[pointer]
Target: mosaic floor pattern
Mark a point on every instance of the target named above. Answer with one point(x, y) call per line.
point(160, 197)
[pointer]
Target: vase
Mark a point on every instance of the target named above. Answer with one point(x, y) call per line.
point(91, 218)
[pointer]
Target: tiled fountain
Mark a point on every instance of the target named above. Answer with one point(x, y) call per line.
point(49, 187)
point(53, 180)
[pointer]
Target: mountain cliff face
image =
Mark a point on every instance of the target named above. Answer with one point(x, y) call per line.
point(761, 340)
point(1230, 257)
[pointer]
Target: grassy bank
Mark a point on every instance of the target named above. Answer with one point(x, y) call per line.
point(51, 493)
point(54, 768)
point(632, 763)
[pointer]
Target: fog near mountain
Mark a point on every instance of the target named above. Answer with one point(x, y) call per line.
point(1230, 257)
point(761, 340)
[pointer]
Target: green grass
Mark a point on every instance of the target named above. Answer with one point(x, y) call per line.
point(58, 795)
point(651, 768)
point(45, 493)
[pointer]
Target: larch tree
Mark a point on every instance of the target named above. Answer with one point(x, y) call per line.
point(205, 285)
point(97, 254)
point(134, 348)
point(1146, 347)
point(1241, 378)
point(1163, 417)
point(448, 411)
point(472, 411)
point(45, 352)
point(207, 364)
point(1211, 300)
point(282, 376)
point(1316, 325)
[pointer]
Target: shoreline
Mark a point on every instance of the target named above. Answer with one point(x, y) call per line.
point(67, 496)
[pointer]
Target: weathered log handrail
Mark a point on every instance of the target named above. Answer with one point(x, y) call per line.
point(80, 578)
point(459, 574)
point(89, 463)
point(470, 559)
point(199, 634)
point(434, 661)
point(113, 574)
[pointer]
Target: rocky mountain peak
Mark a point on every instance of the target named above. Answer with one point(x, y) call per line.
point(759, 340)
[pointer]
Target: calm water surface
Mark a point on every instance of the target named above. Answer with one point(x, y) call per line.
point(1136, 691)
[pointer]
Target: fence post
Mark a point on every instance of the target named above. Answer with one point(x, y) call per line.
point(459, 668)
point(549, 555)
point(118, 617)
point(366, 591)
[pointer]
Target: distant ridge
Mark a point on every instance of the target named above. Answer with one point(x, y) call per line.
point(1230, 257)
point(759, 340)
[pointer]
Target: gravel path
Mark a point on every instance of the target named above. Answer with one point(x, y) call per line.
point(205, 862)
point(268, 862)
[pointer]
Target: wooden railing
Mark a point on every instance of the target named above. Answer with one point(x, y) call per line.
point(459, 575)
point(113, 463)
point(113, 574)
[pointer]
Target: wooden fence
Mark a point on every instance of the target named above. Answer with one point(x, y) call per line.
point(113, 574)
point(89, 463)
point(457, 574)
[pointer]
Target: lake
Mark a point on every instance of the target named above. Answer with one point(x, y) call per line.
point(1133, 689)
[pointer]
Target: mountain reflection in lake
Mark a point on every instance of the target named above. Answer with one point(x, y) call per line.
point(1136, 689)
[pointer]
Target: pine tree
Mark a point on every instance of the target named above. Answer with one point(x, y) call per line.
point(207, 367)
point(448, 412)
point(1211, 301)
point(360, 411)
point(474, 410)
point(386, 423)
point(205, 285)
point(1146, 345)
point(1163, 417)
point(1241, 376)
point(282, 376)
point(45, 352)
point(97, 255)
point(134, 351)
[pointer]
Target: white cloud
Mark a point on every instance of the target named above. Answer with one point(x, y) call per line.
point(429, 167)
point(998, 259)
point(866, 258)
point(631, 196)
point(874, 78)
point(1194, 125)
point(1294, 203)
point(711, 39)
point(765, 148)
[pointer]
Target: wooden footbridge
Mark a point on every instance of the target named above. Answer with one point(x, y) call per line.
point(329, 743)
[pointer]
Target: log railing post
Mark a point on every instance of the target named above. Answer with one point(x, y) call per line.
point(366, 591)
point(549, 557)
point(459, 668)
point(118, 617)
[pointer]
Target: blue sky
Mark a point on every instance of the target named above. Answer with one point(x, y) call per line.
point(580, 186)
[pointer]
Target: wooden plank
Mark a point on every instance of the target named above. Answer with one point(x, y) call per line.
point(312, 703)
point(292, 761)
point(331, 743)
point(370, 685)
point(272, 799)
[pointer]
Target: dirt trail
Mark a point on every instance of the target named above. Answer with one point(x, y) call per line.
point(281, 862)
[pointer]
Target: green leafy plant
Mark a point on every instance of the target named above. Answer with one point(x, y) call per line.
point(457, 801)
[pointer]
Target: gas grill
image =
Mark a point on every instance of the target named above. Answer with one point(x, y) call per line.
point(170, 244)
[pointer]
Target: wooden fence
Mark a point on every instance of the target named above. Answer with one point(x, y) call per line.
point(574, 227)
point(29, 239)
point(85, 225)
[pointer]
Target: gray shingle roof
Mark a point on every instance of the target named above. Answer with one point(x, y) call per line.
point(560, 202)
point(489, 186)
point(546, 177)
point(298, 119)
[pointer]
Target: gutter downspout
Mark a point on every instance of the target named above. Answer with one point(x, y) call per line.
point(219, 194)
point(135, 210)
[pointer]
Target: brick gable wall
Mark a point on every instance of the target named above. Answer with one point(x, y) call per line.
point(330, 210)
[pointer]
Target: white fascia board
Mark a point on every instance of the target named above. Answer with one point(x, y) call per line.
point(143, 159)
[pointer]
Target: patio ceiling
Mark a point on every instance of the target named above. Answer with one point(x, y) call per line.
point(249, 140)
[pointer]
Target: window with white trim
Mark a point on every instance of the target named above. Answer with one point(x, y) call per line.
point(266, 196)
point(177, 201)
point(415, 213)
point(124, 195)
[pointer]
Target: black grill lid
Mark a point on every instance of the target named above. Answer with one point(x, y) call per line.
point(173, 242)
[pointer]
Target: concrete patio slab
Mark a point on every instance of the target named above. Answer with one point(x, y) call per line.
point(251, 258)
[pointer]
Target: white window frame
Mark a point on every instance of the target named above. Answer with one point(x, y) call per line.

## Goal
Rewrite the stretch from the start of the records through the line containing "point(53, 180)", with both ends included and the requests left as they are. Multiply every coordinate in the answers by 0.6 and round each result to a whole number, with halves rounded up.

## Full solution
[pointer]
Target: mosaic floor pattern
Mark a point on every instance of the target named above. Answer with one point(x, y) call per line.
point(96, 118)
[pointer]
Target: vase
Mark a point on every instance of the target named above. Answer with one point(x, y) call per line.
point(55, 131)
[pointer]
Target: tiled fountain
Mark a point on every instance of the target named above. Answer with one point(x, y) call per line.
point(29, 112)
point(32, 108)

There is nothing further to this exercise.